### WORKING DATA ###

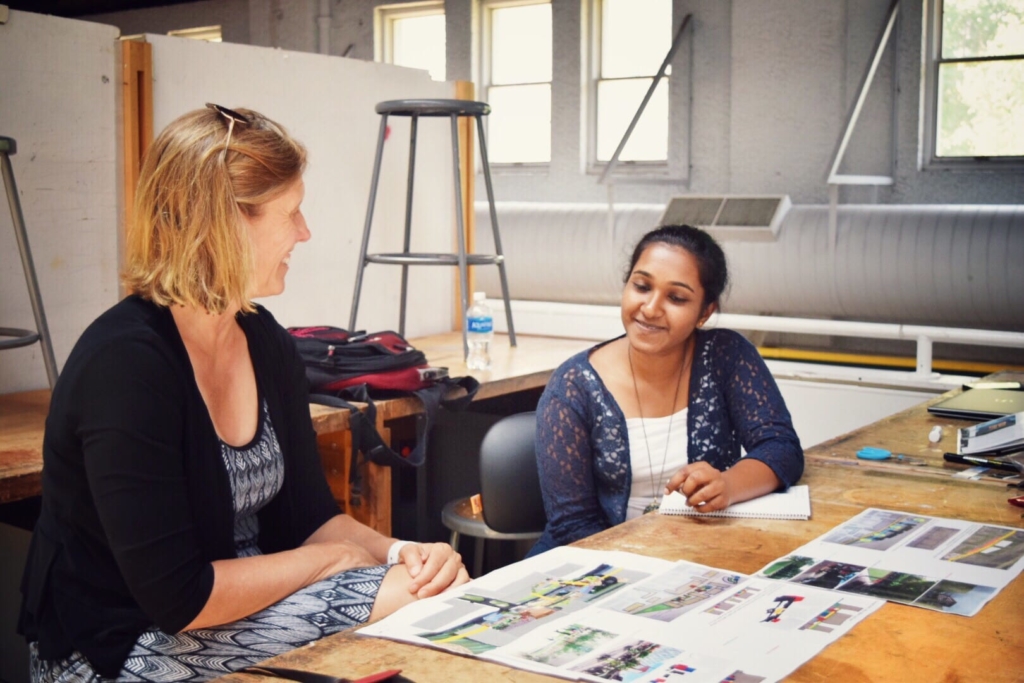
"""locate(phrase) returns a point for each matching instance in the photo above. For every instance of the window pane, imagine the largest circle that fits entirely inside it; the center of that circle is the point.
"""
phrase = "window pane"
(616, 102)
(982, 28)
(520, 44)
(519, 126)
(635, 37)
(981, 110)
(419, 42)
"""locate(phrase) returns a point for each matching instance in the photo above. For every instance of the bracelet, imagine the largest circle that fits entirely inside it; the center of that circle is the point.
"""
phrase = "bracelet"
(392, 552)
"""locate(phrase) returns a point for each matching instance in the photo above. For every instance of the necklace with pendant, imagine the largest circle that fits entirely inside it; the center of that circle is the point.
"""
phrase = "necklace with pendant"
(656, 501)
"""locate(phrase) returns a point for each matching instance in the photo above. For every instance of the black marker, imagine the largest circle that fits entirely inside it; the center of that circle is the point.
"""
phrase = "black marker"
(979, 460)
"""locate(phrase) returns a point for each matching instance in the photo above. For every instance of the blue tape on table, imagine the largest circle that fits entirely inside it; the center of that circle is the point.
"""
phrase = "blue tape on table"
(870, 453)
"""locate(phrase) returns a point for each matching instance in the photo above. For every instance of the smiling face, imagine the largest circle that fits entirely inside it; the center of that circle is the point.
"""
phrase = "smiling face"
(274, 232)
(663, 300)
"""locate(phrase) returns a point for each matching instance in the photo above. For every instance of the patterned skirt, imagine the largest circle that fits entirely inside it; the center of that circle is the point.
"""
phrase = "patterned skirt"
(317, 610)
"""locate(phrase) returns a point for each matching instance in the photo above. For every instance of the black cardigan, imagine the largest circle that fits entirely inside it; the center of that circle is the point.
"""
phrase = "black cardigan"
(136, 502)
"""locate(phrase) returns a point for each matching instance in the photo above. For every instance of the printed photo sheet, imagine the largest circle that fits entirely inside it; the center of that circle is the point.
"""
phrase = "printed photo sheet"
(594, 615)
(948, 565)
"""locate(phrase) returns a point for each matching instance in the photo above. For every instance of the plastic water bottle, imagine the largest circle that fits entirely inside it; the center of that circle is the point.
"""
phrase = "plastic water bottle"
(479, 332)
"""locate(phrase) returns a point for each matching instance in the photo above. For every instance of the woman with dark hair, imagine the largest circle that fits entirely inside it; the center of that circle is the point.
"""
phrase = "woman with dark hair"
(666, 407)
(186, 526)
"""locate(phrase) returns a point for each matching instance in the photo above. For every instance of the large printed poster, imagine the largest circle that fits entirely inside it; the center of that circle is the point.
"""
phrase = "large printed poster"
(948, 565)
(594, 615)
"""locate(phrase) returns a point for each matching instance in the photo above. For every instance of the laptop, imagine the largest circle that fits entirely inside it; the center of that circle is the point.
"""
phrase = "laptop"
(980, 404)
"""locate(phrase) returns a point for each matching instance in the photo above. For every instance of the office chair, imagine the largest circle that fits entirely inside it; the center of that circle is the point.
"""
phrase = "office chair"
(510, 488)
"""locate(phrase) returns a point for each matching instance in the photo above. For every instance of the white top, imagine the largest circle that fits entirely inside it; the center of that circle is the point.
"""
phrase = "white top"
(663, 462)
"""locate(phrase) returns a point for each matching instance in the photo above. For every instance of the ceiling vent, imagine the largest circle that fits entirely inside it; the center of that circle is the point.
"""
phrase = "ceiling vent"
(729, 218)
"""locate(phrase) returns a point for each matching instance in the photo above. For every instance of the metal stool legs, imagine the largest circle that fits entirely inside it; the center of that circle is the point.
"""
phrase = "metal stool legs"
(494, 229)
(366, 225)
(454, 110)
(25, 337)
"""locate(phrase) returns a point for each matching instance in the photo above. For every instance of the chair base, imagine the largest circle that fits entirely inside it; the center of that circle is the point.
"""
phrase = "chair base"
(458, 516)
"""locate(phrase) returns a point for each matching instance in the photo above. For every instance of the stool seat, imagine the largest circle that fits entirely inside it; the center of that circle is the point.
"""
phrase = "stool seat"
(433, 108)
(18, 338)
(434, 259)
(458, 516)
(453, 110)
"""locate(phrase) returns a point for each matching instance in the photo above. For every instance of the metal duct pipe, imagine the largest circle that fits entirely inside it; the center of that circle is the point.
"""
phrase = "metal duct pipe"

###

Show all lines from the entries that hold "duct".

"""locate(phrase) returns a point for each matching instance in the photo above. For every instance of the metal duct pipe, imagine the largest circle that fits entirely inside it; the center of that circle is the point.
phrase = "metal duct pipe"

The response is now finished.